### Extrait du document

++++++++++++++++++++

Son appartement regorge de nombreux souvenirs de voyage. A l’âge de la retraite, elle est partie pendant sept ans entre la Thaïlande, le Laos et le Cambodge, pour enseigner le français et l’anglais, avec des allers-retours à Genève. Ayant dû renoncer à l’Asie du Sud Est pour raisons climatiques, Marie-Eve Volkoff s’est alors formée à la sensibilisation des étudiant·es en médecine à la relation entre médecins et malades. «Cela m’a permis de garder l’esprit ouvert et intéressé. En octobre, j’ai décidé d’arrêter. J’étais trop fatiguée.» Impossible pour elle de rester inactive. Alors, elle donne encore des cours de français à une mère de famille érythréenne réfugiée.

Ce que la Cour européenne des droits de l’homme décidera, elle l’ignore et ne veut pas se réjouir trop vite. Mais elle sait que son combat est juste. «A cause d’un manque de rapidité des gouvernements, il y a aujourd’hui le feu à la maison. Quelques vies en plus ou en moins, ça ne compte pas?» s’indigne-t-elle. Pas question, donc, de «rester à la maison à tricoter». «Ce que je souhaite, c’est garder jusqu’au bout ma capacité à me révolter. Et tant que je pourrai convaincre d’autres personnes de se mobiliser, je le ferai»,conclut-elle.

«Les conséquences peuvent être énormes»

Les Aînées pour la protection du climat accusent le gouvernement suisse de violer leur droit à la vie et à la santé, en omettant de lutter contre le réchauffement climatique. La Cour européenne des droits de l’homme se prononcera pour la première fois sur une telle affaire. Le point avec Raphaël Mahaim, l’un des cinq avocat·es engagé·es.

++++++++++++++++++++

### Lignes fournies
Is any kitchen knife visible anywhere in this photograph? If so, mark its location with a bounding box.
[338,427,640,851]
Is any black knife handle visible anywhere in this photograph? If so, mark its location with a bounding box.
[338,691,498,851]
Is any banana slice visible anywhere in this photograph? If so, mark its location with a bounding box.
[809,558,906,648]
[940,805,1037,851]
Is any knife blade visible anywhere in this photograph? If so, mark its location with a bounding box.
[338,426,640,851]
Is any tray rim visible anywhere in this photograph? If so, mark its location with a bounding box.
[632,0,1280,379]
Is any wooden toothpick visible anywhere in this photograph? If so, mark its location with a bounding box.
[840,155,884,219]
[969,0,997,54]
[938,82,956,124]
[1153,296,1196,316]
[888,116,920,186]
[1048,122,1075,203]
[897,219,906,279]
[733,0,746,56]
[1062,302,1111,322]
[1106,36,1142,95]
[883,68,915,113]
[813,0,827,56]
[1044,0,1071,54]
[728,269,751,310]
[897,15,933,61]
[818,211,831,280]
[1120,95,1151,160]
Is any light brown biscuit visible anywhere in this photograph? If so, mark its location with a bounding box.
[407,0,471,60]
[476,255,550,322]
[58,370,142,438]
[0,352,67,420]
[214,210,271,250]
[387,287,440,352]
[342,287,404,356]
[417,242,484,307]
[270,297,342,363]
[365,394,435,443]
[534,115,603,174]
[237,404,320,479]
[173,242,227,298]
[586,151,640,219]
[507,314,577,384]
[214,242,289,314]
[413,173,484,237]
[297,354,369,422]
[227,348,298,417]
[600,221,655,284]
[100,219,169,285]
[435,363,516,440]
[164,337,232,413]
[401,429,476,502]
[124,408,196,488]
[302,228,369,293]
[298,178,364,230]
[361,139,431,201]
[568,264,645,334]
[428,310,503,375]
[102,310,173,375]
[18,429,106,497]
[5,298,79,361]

++++++++++++++++++++

### Consigne
Prolongez l'article sur le recours des Aînées pour la protection du climat à partir de sa dernière phrase.

### Résultat
Pourquoi les plaignantes considèrent-elles que la Suisse a manqué de les protéger?

Jusqu’à StrasbourgRaphaël Mahaim: Pour des raisons physiologiques, les femmes âgées souffrent davantage du dérèglement climatique. Cela a été documenté. Les aînées demandent que la Suisse fasse sa part pour limiter le réchauffement. Non seulement elle ne le fait pas, mais en plus elle ne prend pas non plus en compte les risques particuliers que courent ces femmes. En rejetant la requête des plaignantes, la Confédération et les tribunaux suisses ont estimé qu’elles n’avaient pas la qualité de victime, parce qu’elles ne sont pas plus concernées que d’autres qui souffrent du réchauffement. C’est absurde.

L’affaire portée devant la Cour européenne des droits de l’homme a été transmise à la Grande chambre. Comment l’interprétez-vous ?

Depuis le recours à la CEDH, il y a eu deux moment spectaculaires. Début 2021, l’affaire a été jugée prioritaire. Réservé aux affaires urgentes, ce traitement a accéléré le processus. Puis la Cour a décidé que l’affaire serait traitée directement par la Grande chambre, qui est normalement la voie de recours. Sur des dizaines de milliers d’affaires, seules quelques-unes sont déférées directement à la Grand chambre, où se prononcent dix-sept juges. Ces deux signaux montrent que le cas est pris très au sérieux. C’est logique parce que c’est la première fois que la Cour se prononcera sur la responsabilité d’un Etat sur les conséquences du réchauffement climatique en lien avec les droits humains.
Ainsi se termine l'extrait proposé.